We found that a well-known method of protein purification is also very effective for many nucleic acid separations. Immobilized-metal affinity chromatography (IMAC) is the basis of the ubiquitous six-histidine purification "tag" for recombinant proteins. We hypothesized that chelated metals might also form ligand interactions with the exposed aromatic base nitrogens of single-stranded nucleic acid molecules. Surprisingly, this prospect has not been previously investigated. IMAC proves to be extremely effective at capturing RNA from mixtures with other molecules, and also for stripping primers e.g., from PCR and sequencing reactions. At least some (possibly all) single-base mismatches can be detected, raising the possibility of developing IMAC-based hybridization assays for microbial identification, SNP scoring, etc. A publication and a patent application are in preparation, and the UH licensing office is in negotiation with at least five prospective licensees, including the dominant companies in the field.
We applied molecular beacons to rapid, low-labor detection of organisms of spaceflight interest. These DNA hairpin probes bear a fluorophore at one end and a quencher at the other. The beacon becomes highly fluorescent when bound to target sequences in an extended configuration. The resulting homogeneous assay also has the advantage of minimal waste generation and reduced danger of cross-contamination, especially when used with amplification methods such as PCR or NASBA. We have converted several probes for organisms of space flight interest into beacon formats, and demonstrated simultaneous multiplex detection of several organisms using fluors with non-overlapping spectral properties ("colors"). In preliminary results toward highly parallel detection we have also demonstrated the feasibility of arrays of immobilized beacons, in which positive signals are identified by the position, rather than the color, of fluorescence emission.
These results have significant implications for future work. At this stage enough progress has been made in probe design that it would be possible to begin actual instrument development. This should, however, be accompanied by further refinement and testing of the already validated probes. Additional probes can also be designed and validated such that a prototype instrument could examine either air or water samples. Probe design can also now focus on the identification of possible pathogens or otherwise problematic bacteria without preconceived notions of what these organisms will be.
The two main methods under consideration for microbial monitoring are array hybridization and molecular beacon technology. Both are attractive approaches because they might also be usable with samples from blood, urine, and other crew-derived specimens, as well as water and bio-regenerative life-support system samples. This possibility has been further facilitated by the development of space-craft compatible methods for handling samples. Finally, if a hybridization array instrument were developed for microbial monitoring it would also be useable for in-flight studies of global gene expression. This approach might be an excellent way to determine whether key properties such as growth rates, mutation rates or pathogenicity are likely to be affected by the space environment.
········
• [Apply what you read]:
a - In the research summary, what are the two main methods under consideration for microbial monitoring?
b - Reproduce word for word the stretch of the research summary from "These results have" through "organisms will be.".

• [The data]:
········
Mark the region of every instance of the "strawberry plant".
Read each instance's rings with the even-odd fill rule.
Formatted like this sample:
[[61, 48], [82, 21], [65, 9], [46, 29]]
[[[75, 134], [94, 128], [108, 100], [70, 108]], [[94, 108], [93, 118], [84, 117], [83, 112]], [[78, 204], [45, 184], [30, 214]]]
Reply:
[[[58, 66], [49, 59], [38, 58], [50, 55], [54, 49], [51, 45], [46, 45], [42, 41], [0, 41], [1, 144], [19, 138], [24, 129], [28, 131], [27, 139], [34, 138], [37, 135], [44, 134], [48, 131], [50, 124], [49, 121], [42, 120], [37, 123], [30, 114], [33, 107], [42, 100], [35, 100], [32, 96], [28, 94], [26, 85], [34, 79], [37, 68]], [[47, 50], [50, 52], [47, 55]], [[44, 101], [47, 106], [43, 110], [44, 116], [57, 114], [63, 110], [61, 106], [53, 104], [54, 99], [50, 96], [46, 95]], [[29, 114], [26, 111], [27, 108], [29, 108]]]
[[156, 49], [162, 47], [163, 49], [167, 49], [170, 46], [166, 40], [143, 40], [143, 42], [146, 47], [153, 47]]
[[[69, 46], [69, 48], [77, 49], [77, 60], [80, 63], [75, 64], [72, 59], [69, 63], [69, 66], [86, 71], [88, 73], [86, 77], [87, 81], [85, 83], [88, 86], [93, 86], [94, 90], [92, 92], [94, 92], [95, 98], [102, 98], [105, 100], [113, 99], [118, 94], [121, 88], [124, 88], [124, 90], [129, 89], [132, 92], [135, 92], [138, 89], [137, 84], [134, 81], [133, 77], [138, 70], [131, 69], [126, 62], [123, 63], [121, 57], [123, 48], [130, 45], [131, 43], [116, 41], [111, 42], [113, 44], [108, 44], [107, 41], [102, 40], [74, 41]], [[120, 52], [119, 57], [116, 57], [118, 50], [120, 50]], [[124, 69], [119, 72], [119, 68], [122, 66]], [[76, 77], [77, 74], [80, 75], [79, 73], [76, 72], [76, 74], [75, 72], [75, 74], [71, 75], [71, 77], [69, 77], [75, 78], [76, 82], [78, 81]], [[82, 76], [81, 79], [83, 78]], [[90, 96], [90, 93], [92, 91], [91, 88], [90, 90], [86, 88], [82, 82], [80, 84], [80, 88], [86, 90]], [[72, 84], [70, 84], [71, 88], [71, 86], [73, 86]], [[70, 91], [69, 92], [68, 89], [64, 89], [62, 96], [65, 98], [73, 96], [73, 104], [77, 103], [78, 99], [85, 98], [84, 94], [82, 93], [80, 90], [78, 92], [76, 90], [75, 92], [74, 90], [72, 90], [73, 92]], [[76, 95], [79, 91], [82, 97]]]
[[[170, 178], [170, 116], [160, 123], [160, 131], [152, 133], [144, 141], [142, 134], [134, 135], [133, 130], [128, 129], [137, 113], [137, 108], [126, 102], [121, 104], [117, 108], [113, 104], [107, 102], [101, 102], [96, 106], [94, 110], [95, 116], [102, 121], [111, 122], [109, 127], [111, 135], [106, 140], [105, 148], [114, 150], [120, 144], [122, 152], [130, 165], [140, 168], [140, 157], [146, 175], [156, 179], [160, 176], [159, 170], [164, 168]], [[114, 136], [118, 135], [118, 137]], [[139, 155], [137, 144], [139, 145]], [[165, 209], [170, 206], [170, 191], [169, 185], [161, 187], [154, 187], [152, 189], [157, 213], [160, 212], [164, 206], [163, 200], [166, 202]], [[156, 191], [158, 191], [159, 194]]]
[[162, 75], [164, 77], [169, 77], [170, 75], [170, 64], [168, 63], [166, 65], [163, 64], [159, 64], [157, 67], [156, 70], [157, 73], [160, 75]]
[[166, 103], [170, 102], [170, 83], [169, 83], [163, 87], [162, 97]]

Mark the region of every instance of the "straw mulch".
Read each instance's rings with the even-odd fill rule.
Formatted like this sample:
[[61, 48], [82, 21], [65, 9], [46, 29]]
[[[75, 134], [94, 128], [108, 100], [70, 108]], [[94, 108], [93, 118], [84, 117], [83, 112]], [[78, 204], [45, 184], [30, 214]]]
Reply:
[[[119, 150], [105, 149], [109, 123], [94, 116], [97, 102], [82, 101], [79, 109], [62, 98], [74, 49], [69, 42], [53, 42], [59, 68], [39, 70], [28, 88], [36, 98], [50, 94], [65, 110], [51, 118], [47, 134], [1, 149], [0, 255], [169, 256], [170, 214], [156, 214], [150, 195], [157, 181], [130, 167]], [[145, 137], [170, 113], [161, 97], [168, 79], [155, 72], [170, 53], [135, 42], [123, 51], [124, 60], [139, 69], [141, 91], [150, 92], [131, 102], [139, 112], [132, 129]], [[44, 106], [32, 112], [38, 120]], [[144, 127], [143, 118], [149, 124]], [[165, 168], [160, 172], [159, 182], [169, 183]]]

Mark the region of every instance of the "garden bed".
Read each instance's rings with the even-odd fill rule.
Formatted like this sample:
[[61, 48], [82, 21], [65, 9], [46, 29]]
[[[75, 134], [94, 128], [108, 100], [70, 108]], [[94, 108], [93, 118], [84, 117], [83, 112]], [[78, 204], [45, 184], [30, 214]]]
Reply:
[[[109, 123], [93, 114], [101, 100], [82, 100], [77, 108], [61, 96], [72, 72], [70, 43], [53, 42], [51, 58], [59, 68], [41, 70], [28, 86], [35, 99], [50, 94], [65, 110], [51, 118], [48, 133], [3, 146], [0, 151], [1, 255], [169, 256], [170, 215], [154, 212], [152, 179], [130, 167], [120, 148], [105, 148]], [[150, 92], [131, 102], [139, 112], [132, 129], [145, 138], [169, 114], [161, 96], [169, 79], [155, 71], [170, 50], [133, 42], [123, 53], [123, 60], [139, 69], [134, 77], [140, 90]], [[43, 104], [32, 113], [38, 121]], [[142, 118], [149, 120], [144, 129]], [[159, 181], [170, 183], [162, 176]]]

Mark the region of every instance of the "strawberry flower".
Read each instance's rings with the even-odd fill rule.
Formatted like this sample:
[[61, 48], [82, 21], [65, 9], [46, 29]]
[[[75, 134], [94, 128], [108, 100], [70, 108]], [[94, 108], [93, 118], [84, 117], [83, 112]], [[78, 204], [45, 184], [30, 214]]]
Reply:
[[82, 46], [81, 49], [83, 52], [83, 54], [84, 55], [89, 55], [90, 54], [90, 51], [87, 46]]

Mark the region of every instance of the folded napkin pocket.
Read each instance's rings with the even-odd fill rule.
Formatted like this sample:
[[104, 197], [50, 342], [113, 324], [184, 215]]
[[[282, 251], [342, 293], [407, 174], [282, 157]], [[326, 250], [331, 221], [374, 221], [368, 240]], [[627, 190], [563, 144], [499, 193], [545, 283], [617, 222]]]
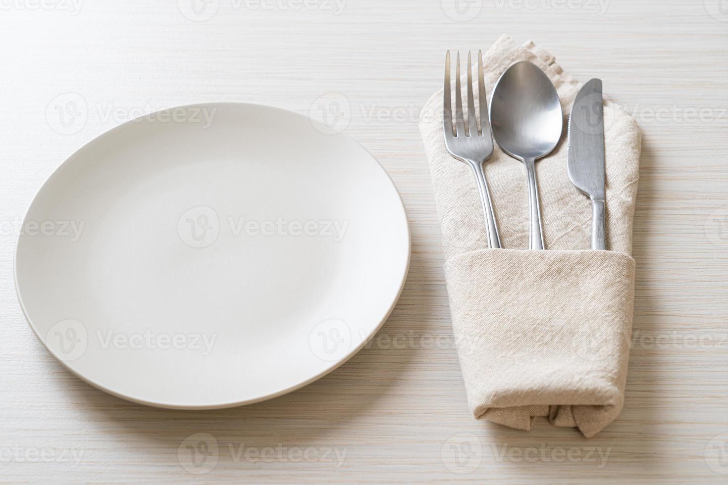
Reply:
[[[483, 55], [486, 95], [513, 63], [549, 76], [566, 119], [581, 83], [533, 42], [501, 37]], [[609, 84], [605, 84], [609, 85]], [[478, 97], [478, 93], [476, 97]], [[622, 409], [634, 299], [632, 223], [641, 131], [604, 100], [606, 249], [591, 251], [592, 207], [571, 183], [566, 140], [536, 164], [546, 250], [529, 251], [526, 169], [497, 145], [483, 164], [503, 249], [488, 249], [473, 172], [445, 146], [443, 92], [420, 131], [442, 233], [451, 316], [470, 410], [528, 430], [536, 417], [591, 436]]]
[[470, 410], [590, 436], [622, 409], [635, 263], [612, 251], [481, 249], [445, 265]]

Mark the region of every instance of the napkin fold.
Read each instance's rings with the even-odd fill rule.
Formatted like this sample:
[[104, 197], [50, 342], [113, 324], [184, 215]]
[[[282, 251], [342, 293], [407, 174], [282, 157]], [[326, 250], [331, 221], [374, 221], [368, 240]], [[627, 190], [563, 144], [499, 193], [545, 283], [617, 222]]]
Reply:
[[566, 119], [581, 84], [533, 42], [519, 46], [504, 36], [483, 56], [488, 98], [501, 73], [520, 60], [534, 63], [549, 76], [564, 116], [563, 139], [536, 164], [547, 250], [523, 250], [529, 235], [526, 172], [497, 145], [485, 172], [506, 249], [485, 249], [487, 231], [474, 175], [445, 148], [441, 90], [420, 119], [454, 332], [475, 418], [529, 430], [535, 417], [545, 417], [588, 437], [617, 417], [624, 401], [641, 132], [625, 110], [605, 97], [609, 251], [590, 250], [591, 203], [566, 169]]

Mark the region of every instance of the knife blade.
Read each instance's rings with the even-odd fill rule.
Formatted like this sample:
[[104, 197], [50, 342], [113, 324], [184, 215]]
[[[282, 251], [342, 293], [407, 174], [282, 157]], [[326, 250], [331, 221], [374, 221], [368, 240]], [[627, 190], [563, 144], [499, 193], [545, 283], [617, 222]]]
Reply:
[[569, 115], [569, 178], [592, 201], [592, 249], [606, 249], [604, 228], [604, 108], [601, 80], [577, 94]]

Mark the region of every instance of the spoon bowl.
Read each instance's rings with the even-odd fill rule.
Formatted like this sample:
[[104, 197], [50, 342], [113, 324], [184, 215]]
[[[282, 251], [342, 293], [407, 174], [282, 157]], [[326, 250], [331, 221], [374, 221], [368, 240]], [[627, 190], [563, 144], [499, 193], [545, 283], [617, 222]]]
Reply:
[[558, 144], [563, 116], [558, 94], [544, 71], [528, 61], [501, 76], [490, 104], [493, 137], [501, 148], [526, 165], [531, 225], [529, 247], [542, 249], [543, 231], [536, 183], [536, 161]]

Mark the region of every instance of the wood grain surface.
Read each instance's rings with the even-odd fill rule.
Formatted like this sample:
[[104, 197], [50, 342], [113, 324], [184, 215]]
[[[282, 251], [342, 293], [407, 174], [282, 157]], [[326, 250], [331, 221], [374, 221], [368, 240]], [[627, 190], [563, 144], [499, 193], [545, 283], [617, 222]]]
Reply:
[[[0, 0], [0, 482], [728, 481], [728, 5], [454, 3]], [[626, 401], [589, 440], [546, 421], [530, 433], [475, 421], [453, 345], [417, 120], [445, 49], [502, 33], [604, 79], [644, 132]], [[48, 354], [18, 305], [13, 254], [33, 195], [74, 150], [169, 106], [308, 114], [339, 95], [413, 237], [404, 292], [366, 348], [298, 391], [210, 412], [122, 401]], [[69, 100], [82, 109], [61, 124]], [[196, 433], [211, 436], [197, 468], [184, 457]]]

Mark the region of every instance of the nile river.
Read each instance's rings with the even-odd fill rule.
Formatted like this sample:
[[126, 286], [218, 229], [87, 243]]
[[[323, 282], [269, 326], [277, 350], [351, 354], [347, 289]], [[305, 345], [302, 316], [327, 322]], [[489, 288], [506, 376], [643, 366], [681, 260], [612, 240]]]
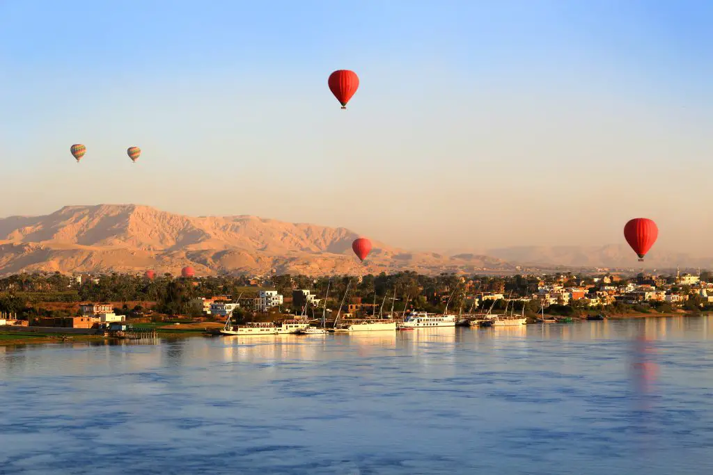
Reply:
[[713, 317], [0, 347], [0, 473], [713, 474], [712, 387]]

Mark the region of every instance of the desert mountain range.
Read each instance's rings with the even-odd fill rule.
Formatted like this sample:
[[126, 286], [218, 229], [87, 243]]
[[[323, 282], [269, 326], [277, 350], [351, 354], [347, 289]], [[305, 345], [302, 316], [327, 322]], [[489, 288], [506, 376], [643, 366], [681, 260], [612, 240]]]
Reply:
[[424, 273], [505, 268], [484, 256], [413, 253], [373, 241], [364, 265], [352, 251], [359, 237], [344, 228], [252, 216], [192, 217], [135, 204], [68, 206], [47, 216], [0, 219], [0, 273], [22, 271], [198, 276], [217, 273]]
[[[356, 233], [253, 216], [193, 217], [135, 204], [68, 206], [46, 216], [0, 219], [0, 274], [26, 271], [198, 276], [218, 273], [314, 276], [411, 270], [512, 273], [515, 266], [637, 268], [625, 244], [516, 246], [448, 255], [412, 252], [374, 241], [364, 265], [352, 252]], [[646, 267], [713, 268], [713, 259], [654, 250]]]

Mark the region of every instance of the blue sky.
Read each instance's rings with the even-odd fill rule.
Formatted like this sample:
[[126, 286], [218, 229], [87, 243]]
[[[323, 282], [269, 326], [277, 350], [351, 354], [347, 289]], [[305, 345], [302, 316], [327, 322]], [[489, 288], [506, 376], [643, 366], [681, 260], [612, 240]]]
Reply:
[[709, 1], [6, 1], [0, 215], [135, 202], [436, 249], [647, 216], [704, 252], [711, 24]]

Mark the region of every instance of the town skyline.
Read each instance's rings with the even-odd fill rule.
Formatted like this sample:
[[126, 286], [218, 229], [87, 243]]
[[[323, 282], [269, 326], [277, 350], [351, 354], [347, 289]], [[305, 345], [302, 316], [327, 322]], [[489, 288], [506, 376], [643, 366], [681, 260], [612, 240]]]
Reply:
[[655, 247], [643, 263], [625, 243], [599, 246], [520, 246], [461, 250], [410, 250], [373, 240], [359, 263], [348, 228], [294, 224], [250, 215], [190, 216], [140, 205], [64, 207], [49, 215], [0, 219], [0, 269], [19, 271], [176, 272], [198, 275], [515, 273], [523, 269], [713, 268], [713, 258]]
[[[648, 217], [655, 251], [708, 251], [705, 3], [173, 5], [0, 7], [33, 19], [0, 31], [22, 111], [0, 215], [144, 203], [429, 249], [615, 244]], [[339, 68], [361, 80], [347, 110]]]

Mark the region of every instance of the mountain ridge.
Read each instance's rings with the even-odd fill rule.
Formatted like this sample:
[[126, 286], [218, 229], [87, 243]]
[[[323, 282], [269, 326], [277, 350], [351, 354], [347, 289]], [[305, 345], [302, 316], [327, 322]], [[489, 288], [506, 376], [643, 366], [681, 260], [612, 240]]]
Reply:
[[251, 215], [190, 216], [140, 204], [70, 205], [39, 216], [0, 219], [0, 273], [22, 271], [198, 275], [314, 275], [413, 270], [474, 272], [510, 267], [486, 256], [448, 257], [372, 241], [364, 265], [352, 253], [360, 235], [347, 228]]

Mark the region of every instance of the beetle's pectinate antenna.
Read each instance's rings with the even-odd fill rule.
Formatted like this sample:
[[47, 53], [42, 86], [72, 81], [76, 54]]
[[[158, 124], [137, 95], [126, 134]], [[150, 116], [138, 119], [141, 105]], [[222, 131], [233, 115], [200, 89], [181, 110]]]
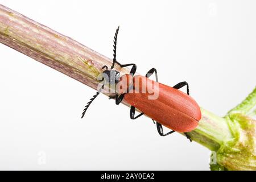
········
• [Results for each task]:
a - Array hybridization and molecular beacon technology.

b -
These results have significant implications for future work. At this stage enough progress has been made in probe design that it would be possible to begin actual instrument development. This should, however, be accompanied by further refinement and testing of the already validated probes. Additional probes can also be designed and validated such that a prototype instrument could examine either air or water samples. Probe design can also now focus on the identification of possible pathogens or otherwise problematic bacteria without preconceived notions of what these organisms will be.